**** Information supplied
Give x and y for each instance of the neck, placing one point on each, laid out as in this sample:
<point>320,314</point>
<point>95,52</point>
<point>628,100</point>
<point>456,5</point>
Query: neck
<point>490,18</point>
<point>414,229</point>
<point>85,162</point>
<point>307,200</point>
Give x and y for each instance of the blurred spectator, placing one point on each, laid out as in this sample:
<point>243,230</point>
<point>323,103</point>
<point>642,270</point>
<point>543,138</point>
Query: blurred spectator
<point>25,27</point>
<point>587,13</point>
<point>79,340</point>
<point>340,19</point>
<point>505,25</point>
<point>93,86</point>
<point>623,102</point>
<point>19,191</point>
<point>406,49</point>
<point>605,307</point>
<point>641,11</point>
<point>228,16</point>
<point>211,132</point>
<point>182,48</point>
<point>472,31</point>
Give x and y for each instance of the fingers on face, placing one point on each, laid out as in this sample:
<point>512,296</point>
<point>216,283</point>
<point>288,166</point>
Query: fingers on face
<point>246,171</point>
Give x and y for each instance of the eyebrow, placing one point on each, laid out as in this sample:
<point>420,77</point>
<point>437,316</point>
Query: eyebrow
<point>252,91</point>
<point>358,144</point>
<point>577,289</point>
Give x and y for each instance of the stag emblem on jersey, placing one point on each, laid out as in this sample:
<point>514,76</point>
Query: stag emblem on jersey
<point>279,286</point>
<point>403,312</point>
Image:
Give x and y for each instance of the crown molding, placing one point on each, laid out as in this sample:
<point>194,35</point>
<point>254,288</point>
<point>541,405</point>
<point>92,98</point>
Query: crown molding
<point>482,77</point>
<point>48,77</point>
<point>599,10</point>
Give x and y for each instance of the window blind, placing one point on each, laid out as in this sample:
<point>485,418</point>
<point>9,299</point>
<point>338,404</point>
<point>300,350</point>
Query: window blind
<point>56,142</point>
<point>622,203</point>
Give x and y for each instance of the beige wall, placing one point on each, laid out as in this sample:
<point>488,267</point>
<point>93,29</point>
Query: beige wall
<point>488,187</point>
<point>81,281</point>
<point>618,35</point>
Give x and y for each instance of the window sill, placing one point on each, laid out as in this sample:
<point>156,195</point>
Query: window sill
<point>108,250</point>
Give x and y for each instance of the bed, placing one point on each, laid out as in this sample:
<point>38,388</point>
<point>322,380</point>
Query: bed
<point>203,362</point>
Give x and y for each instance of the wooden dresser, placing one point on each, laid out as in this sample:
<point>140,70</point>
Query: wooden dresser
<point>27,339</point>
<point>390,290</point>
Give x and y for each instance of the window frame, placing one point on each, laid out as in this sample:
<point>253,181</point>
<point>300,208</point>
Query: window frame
********
Can you write out all of the rows above again, substituting "window ledge" for every occurrence of "window sill" and leaving everything else untouched?

Give x and y for each instance of the neck, placing one point on each, laid out as in this sample:
<point>320,314</point>
<point>95,52</point>
<point>628,100</point>
<point>456,5</point>
Query: neck
<point>490,18</point>
<point>414,229</point>
<point>85,162</point>
<point>307,200</point>
Give x and y for each instance of the blurred spectator, placing one point on each, laid out as in this sample:
<point>243,230</point>
<point>323,103</point>
<point>642,270</point>
<point>543,138</point>
Query: blurred spectator
<point>25,27</point>
<point>587,13</point>
<point>79,340</point>
<point>340,19</point>
<point>505,25</point>
<point>93,86</point>
<point>623,102</point>
<point>19,191</point>
<point>406,49</point>
<point>605,307</point>
<point>641,11</point>
<point>228,16</point>
<point>211,132</point>
<point>182,48</point>
<point>472,31</point>
Give x and y for each instance of the fingers on face, placing one point on each, laid out as in this sample:
<point>512,296</point>
<point>216,283</point>
<point>288,166</point>
Query: fingers on face
<point>246,171</point>
Give x and y for each instance of the eyebrow, placing one point on each, laid out as in this sample:
<point>420,77</point>
<point>437,316</point>
Query: eyebrow
<point>252,91</point>
<point>358,144</point>
<point>577,289</point>
Give x and y for each instance of the stag emblem on jersey, placing one point on each, laid out as in this sample:
<point>514,76</point>
Query: stag emblem on jersey
<point>279,286</point>
<point>403,312</point>
Image:
Give x and y for each instance of the crown molding, placing one point on each, laid out as in this sample:
<point>194,35</point>
<point>254,288</point>
<point>541,405</point>
<point>92,98</point>
Query: crown molding
<point>482,77</point>
<point>48,77</point>
<point>599,10</point>
Give x and y for each instance of the window blind, placing one point on each, laid out as in this sample:
<point>485,418</point>
<point>9,299</point>
<point>338,404</point>
<point>300,350</point>
Query: window blind
<point>56,142</point>
<point>622,203</point>
Give x and y for each instance of the beige wall, placing one point on each, laid out as in this sample:
<point>488,267</point>
<point>93,29</point>
Query: beige wall
<point>488,187</point>
<point>81,281</point>
<point>618,35</point>
Give x and y for each instance of the window ledge, placing one point on each, laid out as in this sample:
<point>156,195</point>
Query: window ledge
<point>108,250</point>
Give x and y for each instance of the bed, placing one point on each, laid out as in this sample:
<point>38,388</point>
<point>322,380</point>
Query: bed
<point>203,362</point>
Give x and y for each instance of the wooden dresser, placing one point on each, laid out as in this sample:
<point>140,70</point>
Query: wooden dresser
<point>27,339</point>
<point>390,290</point>
Give x and y for each instance of the window frame, placing one point on each, laid out as in this sample:
<point>253,181</point>
<point>300,208</point>
Query: window frame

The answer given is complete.